§ Exercises:
[1] In the continuous wheat article below, condense the paragraph beginning "When moving over to continuous wheat" into a short bulleted list that keeps its main facts.
[2] Carry on the continuous wheat article below from its last sentence, in the same style.

§ Source extract:
^^^^^^^^^^^^^^^^
Joe Adams farms over 800 hectares of wheat just outside Daventry in Northamptonshire. A decision to move to continuous wheat five years ago was made in response to struggling to establish oilseed rape.
“We could no longer rely on oilseed rape as it had just become too much of a liability to establish with the loss of the neonicotinoids, so we had to look at what else we could do to maintain our rotational profitability”.
“We have always grown milling wheat which we sell onto various local and national grain merchants, and that has worked well for us so we decided to look at growing continuous wheat.”
“We used to grow Cordiale but moved over to Crusoe about nine years ago and now it is the only variety we grow across the farm. Crusoe has performed very well for us, and whilst the variety doesn’t have the highest yields of the Group 1’s, we can rely on it to consistently produce the protein spec of 13% that we are looking for.”
When moving over to continuous wheat, Mr Adams moved to slightly later drilling, around the first week of October, as this helped to manage take-all. However, he is now finding that the take-all pressure is abating so drilling has come back to about the third week of September.
^^^^^^^^^^^^^^^^
§ Supplied information:

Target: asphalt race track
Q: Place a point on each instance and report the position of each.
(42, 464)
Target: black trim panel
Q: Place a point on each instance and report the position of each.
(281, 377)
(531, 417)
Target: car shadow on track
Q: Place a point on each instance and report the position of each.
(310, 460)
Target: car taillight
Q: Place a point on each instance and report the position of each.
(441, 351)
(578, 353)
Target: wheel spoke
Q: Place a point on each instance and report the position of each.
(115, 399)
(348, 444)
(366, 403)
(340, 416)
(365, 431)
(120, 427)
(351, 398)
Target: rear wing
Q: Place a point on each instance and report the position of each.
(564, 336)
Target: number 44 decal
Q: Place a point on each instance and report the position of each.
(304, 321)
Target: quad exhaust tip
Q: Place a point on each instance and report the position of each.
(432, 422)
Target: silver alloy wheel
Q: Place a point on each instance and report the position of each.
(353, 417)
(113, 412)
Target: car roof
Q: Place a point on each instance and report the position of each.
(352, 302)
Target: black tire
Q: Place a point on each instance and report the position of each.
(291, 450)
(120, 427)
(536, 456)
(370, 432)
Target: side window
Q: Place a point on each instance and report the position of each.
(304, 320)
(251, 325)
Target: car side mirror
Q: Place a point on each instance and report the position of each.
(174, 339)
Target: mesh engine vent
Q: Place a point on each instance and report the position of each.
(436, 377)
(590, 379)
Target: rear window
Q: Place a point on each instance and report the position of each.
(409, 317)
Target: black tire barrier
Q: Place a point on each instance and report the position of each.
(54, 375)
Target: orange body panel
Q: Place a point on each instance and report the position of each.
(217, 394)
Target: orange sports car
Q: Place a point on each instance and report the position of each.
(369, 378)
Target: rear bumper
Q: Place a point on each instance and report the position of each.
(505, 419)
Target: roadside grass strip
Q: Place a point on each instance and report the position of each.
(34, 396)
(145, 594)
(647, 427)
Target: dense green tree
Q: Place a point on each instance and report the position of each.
^^^^^^^^^^^^^^^^
§ Responses by task:
[1]
- After switching to continuous wheat, Mr Adams drilled slightly later, around the first week of October, to help manage take-all.
- Take-all pressure is now easing, so drilling has moved back to about the third week of September.

[2]
Having moved over to a regen system last year, the wheat crop at Thrupp Farms is direct drilled within a CTF system. “All of our machinery works to a 12m tram line. It generally takes two weeks to get the whole farm drilled which in turn gives us a spread of harvest.”
“We don’t have a big black-grass problem, but any that does come up is sprayed-off or hand rogued. A robust fungicide programme supports the brown rust weakness of Crusoe, and we have never had any issues with it to date”.
Last year Mr Adams cut back on nitrogen from 250 kg/ha to 200kg/ha and still hit spec weight. This year he is looking at cutting that back even further to 180kg/ha and that will go on as liquid in a 4 way split and is applied variably.